• [Set problem 1]:
Return the lines of the listing below exactly, starting at the beginning of the listing and continuing through the line that contains "point(376, 860)", with that line included. Leave the pictures out of your answer.

4

Assume that I have a log transformed model as follows:

Model 1: $Y = a + b\ln(X)$. Interpretation: a 1% increase in $X$ is associated with an average $b/100$ units increase in $Y$.

If I add $1$ to $X$ to avoid having $0$ values and get:

Model 2: $Y = c + d\ln(X+1)$

Should I interpret the model as "a 1% increase in $(X+1)$ is associated with an average $d/100$ units increase in $Y$?" Or there are some better ways to interpret the model? Thanks.

Guess Gucci
  • 515
  • 6
  • 12

2 Answers2

2

You could, but it's not a very intuitive thing. If $x$ is 0.01, then a 1% increase in $(1+x)$ is basically a doubling of $x$, while if $x$ is 100, it's close to a 1% increase in $x$.

Glen_b
  • 257,508
  • 32
  • 553
  • 939
1

The interpretation of the model should depend partly on the range of values of $x$ and on how it is to be applied. If most of the $x$ values are large, say more than 100, and if it is to be used to predict $y$ corresponding to such large values of $x$, then a good approximate interpretation would be: a 1% increase in $x$ is associated with an average $d/100$ units increase in $y$. For $x > 100$ the proportionate difference between $x+1$ and $x$ is small.

If however the model is to be used to predict $y$ corresponding to small values of $x$ then this approximation would be unhelpful and your interpretation would be more appropriate, although as Glen_b says it's not very intuitive.

• [Set problem 2]:
Answer these questions from the forum thread on interpreting a log model:
(a) What number does the person asking add to X to avoid having 0 values?
(b) According to the first answer, what is a 1% increase in (1+x) when x is 0.01?
(c) According to the second answer, for which values of x is the proportionate difference between x+1 and x small?

• [Input records]:
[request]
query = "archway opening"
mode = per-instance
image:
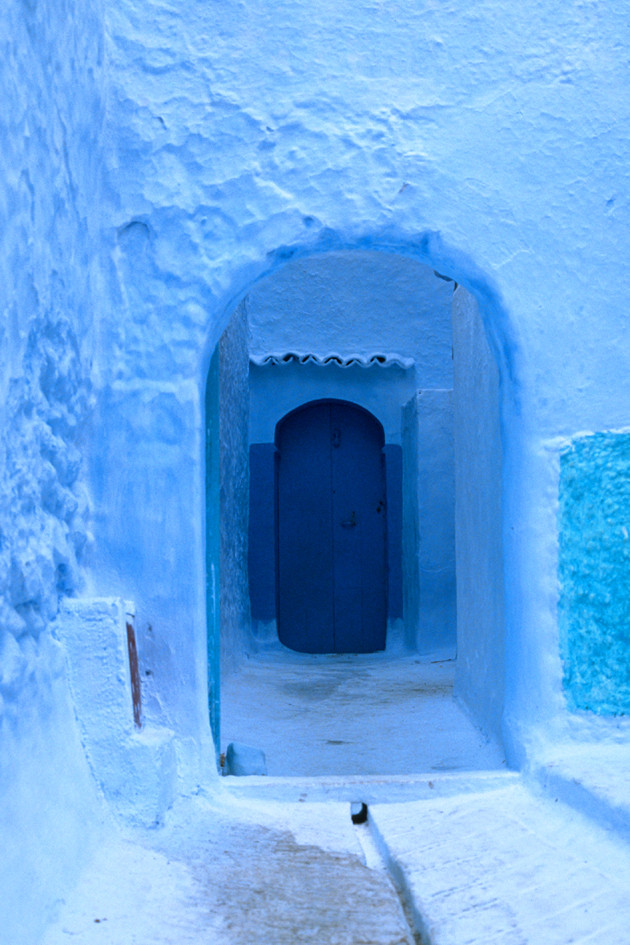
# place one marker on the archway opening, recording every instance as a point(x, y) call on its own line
point(398, 341)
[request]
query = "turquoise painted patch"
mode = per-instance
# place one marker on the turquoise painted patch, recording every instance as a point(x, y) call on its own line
point(594, 571)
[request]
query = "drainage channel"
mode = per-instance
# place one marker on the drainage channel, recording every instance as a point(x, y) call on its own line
point(376, 860)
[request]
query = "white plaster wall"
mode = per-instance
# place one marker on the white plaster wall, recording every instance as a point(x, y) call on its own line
point(356, 304)
point(275, 390)
point(234, 494)
point(478, 518)
point(451, 133)
point(51, 87)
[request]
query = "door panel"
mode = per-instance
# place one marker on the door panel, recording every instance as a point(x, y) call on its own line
point(332, 569)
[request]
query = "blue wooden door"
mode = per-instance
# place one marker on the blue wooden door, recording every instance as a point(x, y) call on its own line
point(331, 530)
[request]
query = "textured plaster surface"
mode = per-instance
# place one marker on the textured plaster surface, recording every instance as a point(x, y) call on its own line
point(356, 304)
point(50, 183)
point(594, 572)
point(478, 522)
point(451, 134)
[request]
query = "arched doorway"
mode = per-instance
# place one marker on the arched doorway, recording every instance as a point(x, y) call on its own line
point(323, 328)
point(331, 529)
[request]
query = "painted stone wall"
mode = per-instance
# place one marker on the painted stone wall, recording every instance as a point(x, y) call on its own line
point(478, 518)
point(452, 134)
point(50, 183)
point(594, 572)
point(356, 304)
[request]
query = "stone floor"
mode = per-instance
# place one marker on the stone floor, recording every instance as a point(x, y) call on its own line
point(373, 714)
point(456, 849)
point(504, 866)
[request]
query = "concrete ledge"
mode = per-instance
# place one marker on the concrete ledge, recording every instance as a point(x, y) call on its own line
point(368, 790)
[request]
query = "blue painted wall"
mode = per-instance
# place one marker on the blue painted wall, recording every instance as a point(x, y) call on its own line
point(594, 571)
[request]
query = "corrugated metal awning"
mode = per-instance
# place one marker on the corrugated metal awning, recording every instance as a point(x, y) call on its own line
point(361, 360)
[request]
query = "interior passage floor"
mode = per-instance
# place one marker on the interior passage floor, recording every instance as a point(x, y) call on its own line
point(351, 715)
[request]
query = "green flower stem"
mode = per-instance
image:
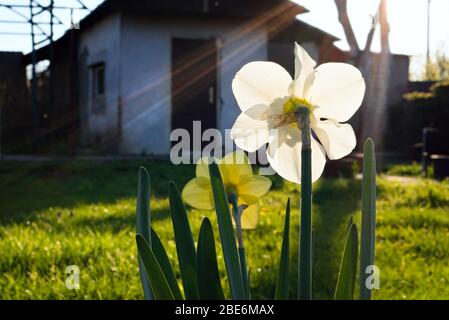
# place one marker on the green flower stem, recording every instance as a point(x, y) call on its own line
point(305, 240)
point(237, 212)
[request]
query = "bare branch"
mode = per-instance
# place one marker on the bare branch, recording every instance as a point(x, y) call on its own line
point(343, 17)
point(384, 26)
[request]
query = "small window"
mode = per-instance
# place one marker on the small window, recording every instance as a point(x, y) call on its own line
point(98, 80)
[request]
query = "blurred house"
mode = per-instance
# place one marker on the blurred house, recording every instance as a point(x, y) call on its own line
point(133, 71)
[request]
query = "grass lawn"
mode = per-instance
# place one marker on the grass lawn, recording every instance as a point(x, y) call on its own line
point(83, 213)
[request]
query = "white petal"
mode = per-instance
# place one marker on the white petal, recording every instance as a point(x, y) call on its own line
point(260, 83)
point(338, 139)
point(304, 67)
point(250, 131)
point(338, 90)
point(284, 155)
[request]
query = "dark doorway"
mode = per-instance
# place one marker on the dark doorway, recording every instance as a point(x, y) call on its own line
point(194, 83)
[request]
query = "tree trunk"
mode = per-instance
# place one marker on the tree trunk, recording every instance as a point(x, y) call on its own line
point(371, 119)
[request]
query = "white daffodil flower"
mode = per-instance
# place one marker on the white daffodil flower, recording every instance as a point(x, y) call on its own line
point(269, 99)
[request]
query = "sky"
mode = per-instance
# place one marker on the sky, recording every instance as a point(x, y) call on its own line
point(408, 24)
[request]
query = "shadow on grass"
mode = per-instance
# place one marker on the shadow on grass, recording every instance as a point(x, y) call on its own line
point(115, 223)
point(335, 201)
point(27, 188)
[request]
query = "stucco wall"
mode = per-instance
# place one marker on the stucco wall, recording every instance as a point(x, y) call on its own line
point(145, 83)
point(100, 44)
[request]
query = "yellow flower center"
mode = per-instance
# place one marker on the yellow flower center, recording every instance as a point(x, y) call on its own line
point(289, 109)
point(294, 103)
point(231, 189)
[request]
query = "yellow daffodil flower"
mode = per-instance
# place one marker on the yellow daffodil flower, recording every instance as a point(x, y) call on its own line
point(239, 180)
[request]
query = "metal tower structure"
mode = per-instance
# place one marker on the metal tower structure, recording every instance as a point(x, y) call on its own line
point(42, 17)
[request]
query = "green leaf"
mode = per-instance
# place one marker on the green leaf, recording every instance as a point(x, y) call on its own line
point(368, 232)
point(162, 258)
point(208, 275)
point(281, 292)
point(305, 240)
point(348, 267)
point(227, 236)
point(185, 247)
point(245, 278)
point(158, 282)
point(143, 223)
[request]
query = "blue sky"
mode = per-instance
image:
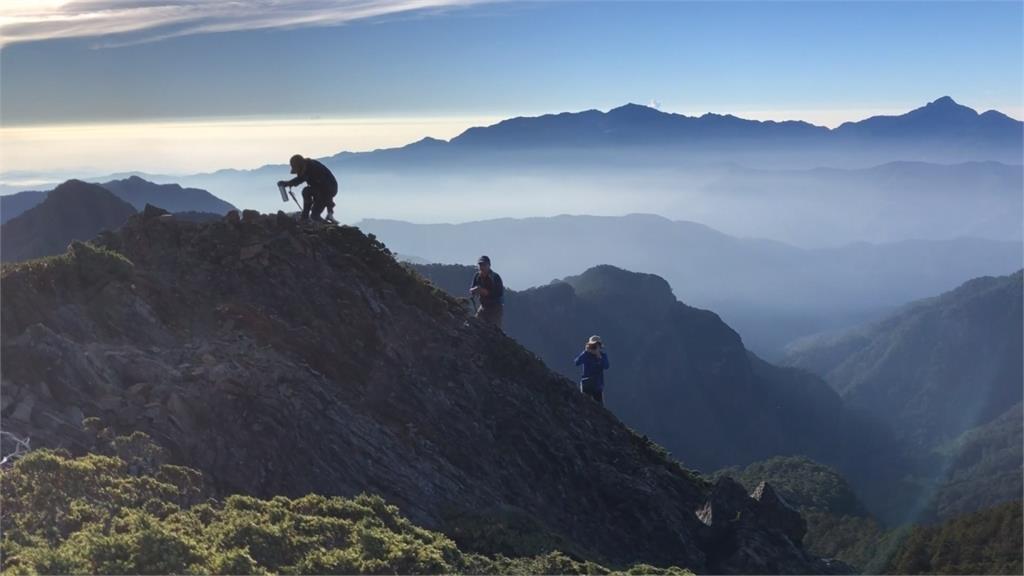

• [Expected output 1]:
[request]
query = "archway opening"
mode = per-instance
image:
# place one marker on the archway opening, recording every instance as a point(x, y) call on its own line
point(398, 341)
[request]
query = "turquoise painted patch"
mode = per-instance
# place one marker on the turquoise painted patch, recording every instance as a point(x, y) call on its own line
point(594, 571)
[request]
query = "drainage channel"
mode = per-instance
# place one marker on the drainage channel, recording every instance as a point(x, y) call on its own line
point(376, 860)

• [Expected output 2]:
(a) 1
(b) Basically a doubling of x
(c) For x > 100